▶ **What is required**
Give every line of the items below as a numbered list, leaving out the blank lines.

Saved data entries
──────────

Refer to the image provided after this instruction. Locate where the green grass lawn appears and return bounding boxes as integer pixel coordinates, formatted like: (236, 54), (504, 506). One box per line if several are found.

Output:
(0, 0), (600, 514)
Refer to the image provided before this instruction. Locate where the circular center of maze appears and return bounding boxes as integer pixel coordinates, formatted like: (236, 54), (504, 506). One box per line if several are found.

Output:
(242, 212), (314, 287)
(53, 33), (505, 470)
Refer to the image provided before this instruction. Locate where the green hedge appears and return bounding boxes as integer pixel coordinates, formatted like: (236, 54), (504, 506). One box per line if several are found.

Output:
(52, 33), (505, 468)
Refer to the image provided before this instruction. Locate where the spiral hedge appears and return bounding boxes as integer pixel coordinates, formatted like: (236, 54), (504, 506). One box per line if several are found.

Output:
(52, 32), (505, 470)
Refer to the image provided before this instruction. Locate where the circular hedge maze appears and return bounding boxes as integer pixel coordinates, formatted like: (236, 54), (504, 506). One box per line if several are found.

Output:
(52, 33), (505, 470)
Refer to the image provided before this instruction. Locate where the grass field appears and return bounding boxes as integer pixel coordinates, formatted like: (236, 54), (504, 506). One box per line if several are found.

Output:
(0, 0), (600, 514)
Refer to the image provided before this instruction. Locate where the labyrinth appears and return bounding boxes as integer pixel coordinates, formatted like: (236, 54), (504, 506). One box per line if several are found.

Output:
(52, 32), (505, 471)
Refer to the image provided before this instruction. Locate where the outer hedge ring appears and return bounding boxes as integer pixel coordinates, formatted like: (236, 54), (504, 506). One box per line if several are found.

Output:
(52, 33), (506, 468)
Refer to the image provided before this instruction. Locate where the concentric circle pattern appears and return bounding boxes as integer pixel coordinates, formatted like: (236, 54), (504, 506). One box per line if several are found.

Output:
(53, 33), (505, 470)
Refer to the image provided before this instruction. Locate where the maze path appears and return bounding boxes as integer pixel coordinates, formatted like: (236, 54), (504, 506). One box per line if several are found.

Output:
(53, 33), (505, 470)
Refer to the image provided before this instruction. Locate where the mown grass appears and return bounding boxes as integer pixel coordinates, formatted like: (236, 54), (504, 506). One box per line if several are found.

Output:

──────────

▶ **Written solution**
1. Refer to the image provided after this instruction. Locate where the green grass lawn appears and return bounding boxes as integer pixel coordinates, formatted like: (236, 54), (504, 506). One box per line if several are found.
2. Output:
3. (0, 0), (600, 514)
4. Refer to the image provided before this instruction. Locate where the circular center of maze appears and return bounding boxes as integer pixel coordinates, formatted like: (236, 54), (504, 506). One box per line if several are found.
5. Output:
6. (242, 212), (314, 287)
7. (53, 33), (505, 470)
8. Refer to the image provided before this instruction. Locate where the green hedge appears and return bounding boxes as integer pixel coordinates, formatted like: (236, 54), (504, 506). One box per line if several are found.
9. Output:
10. (52, 33), (505, 468)
11. Refer to the image provided before this instruction. Locate where the spiral hedge appears and return bounding boxes as integer pixel coordinates, formatted like: (236, 54), (504, 506). One box per line if several are found.
12. Output:
13. (52, 32), (505, 470)
14. Refer to the image provided before this instruction. Locate where the circular hedge maze appears and return bounding boxes as integer pixel coordinates, formatted like: (236, 54), (504, 506). One box per line if several are found.
15. Output:
16. (52, 33), (505, 470)
17. Refer to the image provided before this instruction. Locate where the grass field appears and return bounding boxes as integer pixel coordinates, formatted like: (236, 54), (504, 506). One box per line if several are found.
18. Output:
19. (0, 0), (600, 514)
20. Refer to the image provided before this instruction. Locate where the labyrinth appears and return bounding boxes as integer pixel coordinates, formatted like: (236, 54), (504, 506). One box per line if several are found.
21. Output:
22. (52, 32), (505, 471)
23. Refer to the image provided before this instruction. Locate where the outer hedge ring appears and return bounding boxes as integer pixel coordinates, formatted like: (236, 54), (504, 506). One box per line if several are found.
24. Output:
25. (52, 33), (506, 468)
26. Refer to the image provided before this instruction. Locate where the concentric circle pattern appears and return bounding boxes as integer pixel coordinates, formatted like: (236, 54), (504, 506). One box per line if several are found.
27. Output:
28. (53, 33), (505, 470)
29. Refer to the image provided before this instruction. Locate where the maze path appears and return bounding boxes as integer pixel coordinates, formatted like: (236, 54), (504, 506). One box per line if several are found.
30. Output:
31. (53, 33), (505, 470)
32. Refer to the image provided before this instruction. Locate where the mown grass appears and return bounding boxes as integer pixel coordinates, formatted like: (236, 54), (504, 506). One box per line if several are found.
33. Output:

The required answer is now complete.